[Job]
Reproduce the following lines verbatim, covering every record.

Object detection records
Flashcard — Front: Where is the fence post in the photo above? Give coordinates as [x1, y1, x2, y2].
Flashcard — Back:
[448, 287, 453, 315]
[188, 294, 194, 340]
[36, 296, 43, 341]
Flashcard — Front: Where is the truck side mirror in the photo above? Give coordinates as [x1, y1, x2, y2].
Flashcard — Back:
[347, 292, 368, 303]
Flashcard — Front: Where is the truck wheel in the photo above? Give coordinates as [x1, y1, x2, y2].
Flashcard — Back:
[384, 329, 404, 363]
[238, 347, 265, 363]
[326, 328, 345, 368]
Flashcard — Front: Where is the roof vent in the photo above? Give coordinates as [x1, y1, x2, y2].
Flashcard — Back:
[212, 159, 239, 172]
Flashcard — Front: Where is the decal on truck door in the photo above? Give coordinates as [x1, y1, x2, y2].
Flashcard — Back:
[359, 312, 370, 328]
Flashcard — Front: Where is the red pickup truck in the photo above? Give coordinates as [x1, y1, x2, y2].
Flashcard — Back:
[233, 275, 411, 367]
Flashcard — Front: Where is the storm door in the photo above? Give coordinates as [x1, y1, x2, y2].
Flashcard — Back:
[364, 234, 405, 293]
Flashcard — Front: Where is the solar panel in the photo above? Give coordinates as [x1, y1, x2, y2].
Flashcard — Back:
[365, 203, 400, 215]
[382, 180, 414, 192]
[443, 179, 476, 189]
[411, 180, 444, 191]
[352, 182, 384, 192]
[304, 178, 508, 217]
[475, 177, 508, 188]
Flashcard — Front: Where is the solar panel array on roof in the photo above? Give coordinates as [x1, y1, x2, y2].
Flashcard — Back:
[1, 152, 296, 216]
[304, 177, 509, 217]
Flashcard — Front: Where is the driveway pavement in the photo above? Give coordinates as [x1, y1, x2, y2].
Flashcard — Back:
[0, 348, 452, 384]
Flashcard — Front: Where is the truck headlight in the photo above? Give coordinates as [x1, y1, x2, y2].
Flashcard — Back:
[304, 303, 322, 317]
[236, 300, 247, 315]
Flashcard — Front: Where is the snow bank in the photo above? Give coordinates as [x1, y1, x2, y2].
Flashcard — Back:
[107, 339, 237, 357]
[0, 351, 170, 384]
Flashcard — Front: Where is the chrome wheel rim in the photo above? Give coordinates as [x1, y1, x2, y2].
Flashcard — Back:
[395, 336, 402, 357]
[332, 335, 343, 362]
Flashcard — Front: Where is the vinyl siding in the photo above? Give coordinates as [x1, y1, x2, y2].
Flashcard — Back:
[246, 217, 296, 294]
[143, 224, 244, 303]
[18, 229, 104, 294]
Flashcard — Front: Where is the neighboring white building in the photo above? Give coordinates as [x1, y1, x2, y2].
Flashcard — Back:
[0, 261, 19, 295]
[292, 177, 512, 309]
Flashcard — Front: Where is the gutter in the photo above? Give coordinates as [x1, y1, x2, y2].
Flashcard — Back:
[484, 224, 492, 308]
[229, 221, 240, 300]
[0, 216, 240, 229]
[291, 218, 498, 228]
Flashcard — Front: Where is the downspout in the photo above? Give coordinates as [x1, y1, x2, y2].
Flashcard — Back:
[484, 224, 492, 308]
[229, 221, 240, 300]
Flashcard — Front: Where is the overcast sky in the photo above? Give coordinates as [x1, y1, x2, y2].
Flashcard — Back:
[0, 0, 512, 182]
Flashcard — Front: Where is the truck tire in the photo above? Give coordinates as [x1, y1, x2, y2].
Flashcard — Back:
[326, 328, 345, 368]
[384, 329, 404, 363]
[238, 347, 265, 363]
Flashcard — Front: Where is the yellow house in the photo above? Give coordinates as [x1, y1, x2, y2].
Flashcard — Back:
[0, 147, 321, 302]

[Reply to the task]
Flashcard — Front: Where is the fence post in the photo above? Give coordinates as [x1, y1, x2, y2].
Flashcard — Back:
[448, 287, 453, 315]
[188, 294, 194, 340]
[36, 296, 43, 341]
Flashcard — Front: Where is the truck side mirror in the photo above? Give coordinates as [x1, y1, x2, y2].
Flashcard — Back:
[347, 292, 368, 303]
Flashcard — Front: Where is the truck wheel in the photo above? Give coordinates as [x1, y1, x2, y2].
Flashcard — Back:
[384, 329, 404, 363]
[238, 347, 265, 363]
[326, 328, 345, 368]
Flashcard — Front: Where is the roof vent in the photo above? Give coordinates as [x1, y1, x2, y2].
Flashcard — Back:
[212, 159, 239, 172]
Flashcard — Front: Where is the decal on truck door in the photo above? Give coordinates as [x1, y1, x2, y2].
Flashcard — Back:
[359, 312, 370, 328]
Flashcard — Front: Where is the red pickup truck in the photo above? Give coordinates as [x1, y1, x2, y2].
Flashcard — Back:
[233, 275, 411, 367]
Flashcard — Front: Where is the storm door in the photo above? Give coordinates as [x1, y1, x2, y2].
Flashcard — Back:
[364, 234, 405, 293]
Flashcard — Front: Where is the solar panel in the photo above? Give coordinates as [x1, y1, x2, y2].
Flashcard — Back:
[365, 203, 400, 215]
[382, 180, 414, 192]
[443, 179, 476, 189]
[411, 180, 444, 191]
[352, 182, 384, 192]
[304, 178, 508, 217]
[475, 177, 508, 188]
Flashcard — Front: Where is the solar panel array on roof in the photo above? Give coordinates as [x1, y1, x2, y2].
Flashcard — Back:
[1, 152, 296, 216]
[304, 177, 509, 217]
Flashcard — Front: Where is the driveway pavement in the photo above? Give coordinates as [x1, y1, x2, y2].
Flashcard — Back:
[0, 348, 452, 384]
Flashcard — Front: Where is the truck headlight in the photo above? Give coordinates as [x1, y1, x2, y2].
Flashcard — Back:
[304, 303, 322, 317]
[236, 300, 247, 315]
Flashcard — Front: Where is the snow bank in the photo above? Give coordinates as [x1, y1, x2, y2].
Flashcard — Back:
[107, 339, 237, 357]
[0, 351, 170, 384]
Flashcard — Front: Where is the chrome wheel rim in the photo above? Give coordinates as [x1, y1, x2, y2].
Flashcard — Back:
[395, 336, 402, 357]
[332, 335, 343, 362]
Flashcard — Front: Where is the vinyl siding in the photo above? Give coordinates as [x1, y1, x2, y2].
Flashcard — Back:
[246, 217, 296, 294]
[143, 224, 244, 303]
[18, 229, 104, 294]
Flashcard — Front: Where is the neighboring white building in the photo above? Give coordinates as [x1, y1, x2, y2].
Flashcard — Back:
[0, 261, 19, 295]
[292, 177, 512, 309]
Flashcard — Front: Where is the gutter in the photo above? Give coordinates as [x1, y1, x2, y2].
Flashcard — Back:
[484, 224, 492, 308]
[229, 221, 240, 300]
[0, 216, 240, 229]
[291, 218, 498, 228]
Flashcard — Front: Where is the downspout in the photo above? Give coordinates as [x1, y1, x2, y2].
Flashcard — Back:
[484, 224, 492, 308]
[229, 221, 240, 300]
Flashcard — Front: Where is the overcast sky in the photo above? Give coordinates as [x1, y1, x2, y2].
Flashcard — Back:
[0, 0, 512, 182]
Flashcard — Front: Where is the truck tire in the photo above? Give coordinates as [x1, y1, x2, y2].
Flashcard — Back:
[326, 328, 345, 368]
[384, 329, 404, 363]
[238, 347, 265, 363]
Flashcard — Front: Where is the yellow house in the photo above? Give coordinates as [x1, y1, x2, y2].
Flashcard — Back:
[0, 147, 321, 302]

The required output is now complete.